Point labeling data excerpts

:::::

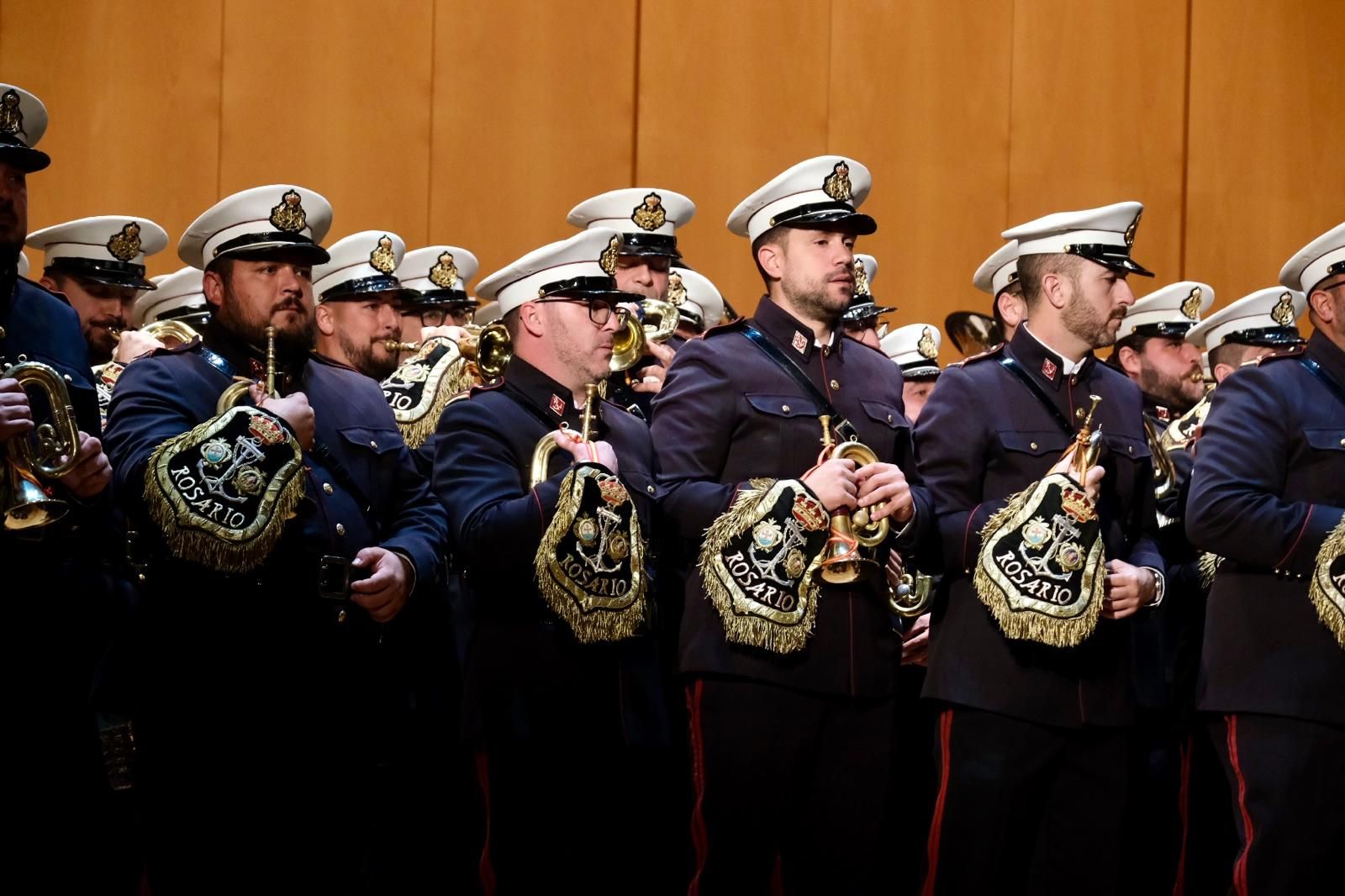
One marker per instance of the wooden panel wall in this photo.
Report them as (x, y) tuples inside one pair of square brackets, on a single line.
[(483, 124)]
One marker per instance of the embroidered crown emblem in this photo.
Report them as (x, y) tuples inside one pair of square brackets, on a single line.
[(861, 279), (1284, 311), (1190, 306), (124, 245), (289, 215), (609, 257), (1131, 229), (382, 257), (926, 345), (11, 114), (677, 289), (649, 214), (444, 273), (838, 183)]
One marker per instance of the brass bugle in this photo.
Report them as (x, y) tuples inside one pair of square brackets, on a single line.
[(546, 444), (24, 501), (237, 392)]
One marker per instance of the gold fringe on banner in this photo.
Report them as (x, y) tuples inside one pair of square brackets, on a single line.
[(1328, 587)]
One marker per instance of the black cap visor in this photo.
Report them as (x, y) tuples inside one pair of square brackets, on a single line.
[(113, 273)]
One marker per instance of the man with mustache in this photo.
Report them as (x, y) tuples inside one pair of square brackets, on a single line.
[(1046, 556), (360, 302), (790, 680), (1269, 497), (98, 264), (61, 613), (649, 219), (562, 690), (280, 533)]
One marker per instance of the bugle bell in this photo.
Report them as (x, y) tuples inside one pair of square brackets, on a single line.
[(26, 502)]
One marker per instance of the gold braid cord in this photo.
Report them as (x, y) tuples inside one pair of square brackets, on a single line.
[(1040, 569), (221, 493), (757, 566), (1328, 587), (591, 561), (421, 387)]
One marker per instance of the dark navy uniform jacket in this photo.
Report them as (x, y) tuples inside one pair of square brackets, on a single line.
[(982, 437), (361, 488), (728, 414), (525, 676), (1269, 488)]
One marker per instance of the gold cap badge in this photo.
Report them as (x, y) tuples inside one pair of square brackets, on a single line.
[(861, 279), (1131, 229), (609, 257), (1190, 307), (649, 214), (926, 345), (1284, 311), (444, 273), (382, 259), (124, 245), (11, 114), (677, 289), (289, 215), (838, 183)]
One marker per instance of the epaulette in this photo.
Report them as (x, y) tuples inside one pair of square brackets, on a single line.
[(1293, 351), (733, 326), (988, 353)]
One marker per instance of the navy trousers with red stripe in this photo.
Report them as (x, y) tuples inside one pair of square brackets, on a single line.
[(1288, 782), (1026, 809), (790, 790)]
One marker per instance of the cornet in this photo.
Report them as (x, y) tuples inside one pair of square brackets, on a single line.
[(546, 444), (237, 390), (659, 323), (24, 501)]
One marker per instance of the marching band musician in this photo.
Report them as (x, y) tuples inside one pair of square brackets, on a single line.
[(60, 609), (790, 680), (649, 219), (861, 319), (286, 522), (562, 692), (1042, 557), (1268, 495)]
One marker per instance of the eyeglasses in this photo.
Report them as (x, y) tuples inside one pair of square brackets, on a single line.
[(602, 309)]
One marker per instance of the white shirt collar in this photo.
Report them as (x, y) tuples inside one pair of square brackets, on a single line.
[(1067, 366)]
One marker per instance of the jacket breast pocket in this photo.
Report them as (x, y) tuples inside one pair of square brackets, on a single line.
[(369, 455)]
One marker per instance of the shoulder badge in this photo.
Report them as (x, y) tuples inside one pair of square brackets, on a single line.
[(649, 214), (609, 257), (124, 245), (837, 183), (1284, 311), (1190, 306), (289, 215), (444, 273)]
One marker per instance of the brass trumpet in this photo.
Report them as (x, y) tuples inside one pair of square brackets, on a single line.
[(24, 501), (849, 532), (237, 392), (546, 444), (659, 324)]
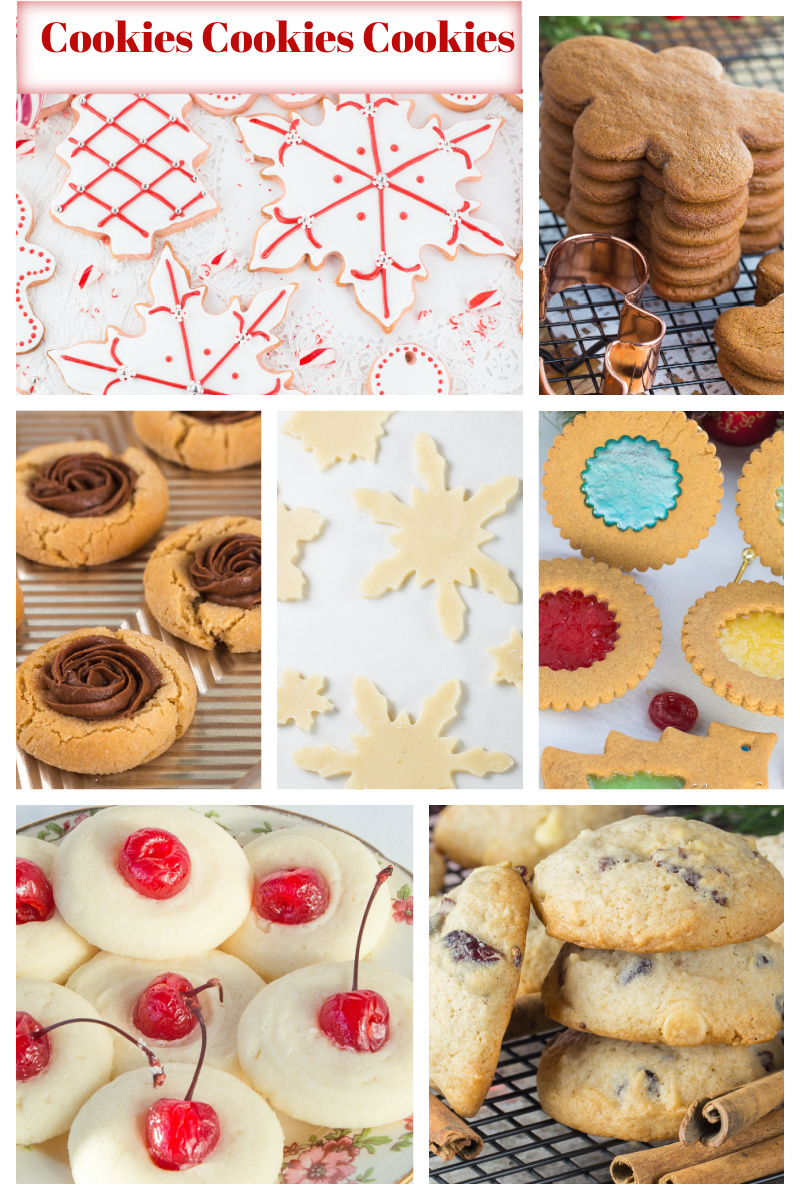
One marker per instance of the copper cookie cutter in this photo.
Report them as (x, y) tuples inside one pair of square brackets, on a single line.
[(594, 259)]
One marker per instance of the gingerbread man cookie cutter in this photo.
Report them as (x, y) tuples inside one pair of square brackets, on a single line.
[(601, 261)]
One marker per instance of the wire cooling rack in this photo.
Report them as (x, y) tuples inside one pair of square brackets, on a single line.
[(582, 321), (521, 1143)]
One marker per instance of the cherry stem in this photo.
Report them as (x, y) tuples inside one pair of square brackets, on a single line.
[(155, 1065), (383, 875)]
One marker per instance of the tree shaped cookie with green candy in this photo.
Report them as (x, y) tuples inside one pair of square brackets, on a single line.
[(337, 437), (726, 757), (440, 538), (402, 753)]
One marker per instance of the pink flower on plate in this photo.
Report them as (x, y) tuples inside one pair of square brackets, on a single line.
[(330, 1162)]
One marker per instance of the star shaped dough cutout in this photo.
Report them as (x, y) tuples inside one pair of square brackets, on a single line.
[(440, 538), (337, 437), (402, 753), (507, 660), (300, 699), (294, 526)]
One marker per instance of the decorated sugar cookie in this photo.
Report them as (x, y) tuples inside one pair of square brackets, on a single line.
[(184, 349), (372, 189), (726, 757), (408, 370), (733, 640), (402, 753), (300, 699), (633, 490), (337, 437), (34, 267), (132, 171), (759, 502), (599, 634)]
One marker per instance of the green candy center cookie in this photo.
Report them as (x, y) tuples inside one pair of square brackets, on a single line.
[(639, 779), (631, 483)]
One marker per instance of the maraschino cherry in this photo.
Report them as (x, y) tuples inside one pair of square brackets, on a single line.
[(293, 897), (155, 863), (358, 1020), (34, 893)]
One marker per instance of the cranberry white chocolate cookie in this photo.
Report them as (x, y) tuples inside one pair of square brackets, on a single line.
[(476, 946), (151, 881), (47, 948), (58, 1072), (666, 997), (657, 883)]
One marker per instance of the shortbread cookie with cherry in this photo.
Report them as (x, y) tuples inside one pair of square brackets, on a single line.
[(56, 1071), (151, 881), (143, 997), (310, 893), (47, 948)]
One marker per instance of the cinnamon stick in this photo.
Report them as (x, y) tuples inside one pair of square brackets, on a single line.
[(449, 1135), (649, 1165), (765, 1158), (715, 1119)]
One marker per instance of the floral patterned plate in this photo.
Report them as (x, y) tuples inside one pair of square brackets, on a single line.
[(312, 1153)]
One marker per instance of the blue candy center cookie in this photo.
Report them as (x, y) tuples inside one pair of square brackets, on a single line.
[(631, 483)]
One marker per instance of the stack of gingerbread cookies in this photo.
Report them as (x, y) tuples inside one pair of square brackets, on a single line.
[(657, 149), (668, 985)]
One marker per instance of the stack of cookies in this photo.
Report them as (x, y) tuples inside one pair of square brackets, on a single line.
[(668, 985), (659, 150)]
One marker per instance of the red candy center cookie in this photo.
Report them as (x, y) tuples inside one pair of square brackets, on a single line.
[(573, 630)]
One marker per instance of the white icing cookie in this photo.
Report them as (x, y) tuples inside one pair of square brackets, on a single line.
[(348, 868), (370, 187), (107, 1141), (97, 901), (304, 1074), (47, 949), (132, 174), (113, 984), (184, 348), (408, 370), (80, 1062), (34, 265)]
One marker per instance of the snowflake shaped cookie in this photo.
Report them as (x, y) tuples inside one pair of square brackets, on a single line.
[(440, 538), (370, 187), (300, 699), (402, 753), (294, 526), (184, 348), (337, 437), (132, 163), (34, 265), (507, 661)]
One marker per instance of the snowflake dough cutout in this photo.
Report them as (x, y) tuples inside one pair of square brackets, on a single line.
[(402, 753), (337, 437), (300, 699), (366, 185), (507, 661), (184, 347), (439, 539), (132, 163), (294, 526), (34, 267)]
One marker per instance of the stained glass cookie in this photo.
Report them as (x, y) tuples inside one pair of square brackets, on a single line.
[(633, 490)]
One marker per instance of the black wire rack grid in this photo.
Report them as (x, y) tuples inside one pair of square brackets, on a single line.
[(582, 321), (521, 1143)]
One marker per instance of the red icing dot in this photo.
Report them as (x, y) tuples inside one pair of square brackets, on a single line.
[(573, 630)]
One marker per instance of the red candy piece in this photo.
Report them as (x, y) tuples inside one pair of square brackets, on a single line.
[(34, 893), (155, 863), (573, 630), (669, 709)]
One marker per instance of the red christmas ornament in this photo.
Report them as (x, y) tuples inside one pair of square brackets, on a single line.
[(740, 429)]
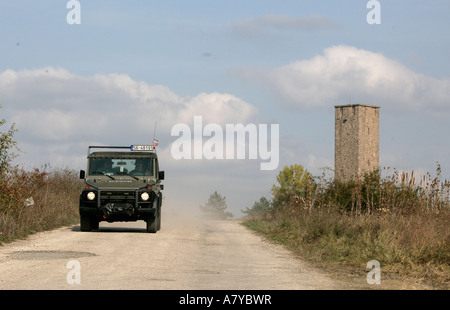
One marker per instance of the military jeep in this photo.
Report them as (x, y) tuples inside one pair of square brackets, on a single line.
[(122, 183)]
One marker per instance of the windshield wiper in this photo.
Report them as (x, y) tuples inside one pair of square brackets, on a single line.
[(126, 173), (104, 173)]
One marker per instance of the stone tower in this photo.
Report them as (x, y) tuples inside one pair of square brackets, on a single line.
[(356, 140)]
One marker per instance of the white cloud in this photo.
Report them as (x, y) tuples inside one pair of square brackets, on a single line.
[(344, 73), (272, 24), (54, 105), (58, 114)]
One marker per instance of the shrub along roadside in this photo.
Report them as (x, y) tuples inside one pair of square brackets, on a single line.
[(36, 201), (397, 221)]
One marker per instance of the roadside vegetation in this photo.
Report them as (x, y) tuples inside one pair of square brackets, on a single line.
[(37, 200), (394, 217)]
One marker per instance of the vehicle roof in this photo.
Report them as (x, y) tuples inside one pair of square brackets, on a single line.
[(129, 154)]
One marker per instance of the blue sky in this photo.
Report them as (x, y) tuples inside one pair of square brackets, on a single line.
[(284, 62)]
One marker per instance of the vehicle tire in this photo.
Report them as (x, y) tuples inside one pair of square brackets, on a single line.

:::::

• Requirements
Output the data between the lines holding "One marker per instance of the white icing" and "[(740, 429)]", inclusive, as a two-column CSV with the headers instruction and points. Give one row per coordinate list: put the text before that list in the instruction field, with line breaks turned into spaces, and put the list itself in the points field, quoting each field.

• The response
instruction,points
"One marker per instance of the white icing cookie in this photo. Report them as (x, y) tuples inside one pair of square brackets, on a single line.","[(348, 868), (370, 187), (107, 1141), (97, 901), (304, 1074), (47, 949), (132, 174), (113, 984), (184, 348), (408, 370), (80, 1062), (34, 265)]"
"One marker per instance of the snowflake shaped cookie in this photo. Report them as (x, y) tuples inside one pair of square brackets, on a single line.","[(440, 538), (370, 187), (300, 699), (402, 753), (294, 526), (184, 348), (337, 437), (132, 163), (34, 265), (507, 661)]"
"One marker per instance of the snowflake dough cutout in this photo. Report them as (x, y) tuples inside one pair of square brackets, on a single line.","[(402, 753), (337, 437), (300, 699), (366, 185), (507, 661), (184, 347), (439, 539), (132, 163), (294, 526), (34, 267)]"
"One marker per instance of the stained glass cookie in this photo. Report them as (x, y) tuples inside one pair of square brackets, on a single line.","[(633, 490)]"
"One marker per instance of the black wire rack grid in this photo. Report them as (x, y) tuples inside one pair of square brackets, on a single line.","[(582, 321), (521, 1143)]"
"One marker per instance of the red icing dot in this photo. Report them as (x, y) tuples inside one pair of square brackets, on a single line.","[(573, 630)]"
"One marker per instance of the red candy piece in this photo. Report them as (x, y) tuples inside one pair of square brackets, on a single line.","[(34, 893), (155, 863), (573, 630), (669, 709)]"
"One marker per instance of the red christmas ornament in this photo. Report them as (x, y) tuples inside one pair of square brackets, on a single line.","[(740, 429)]"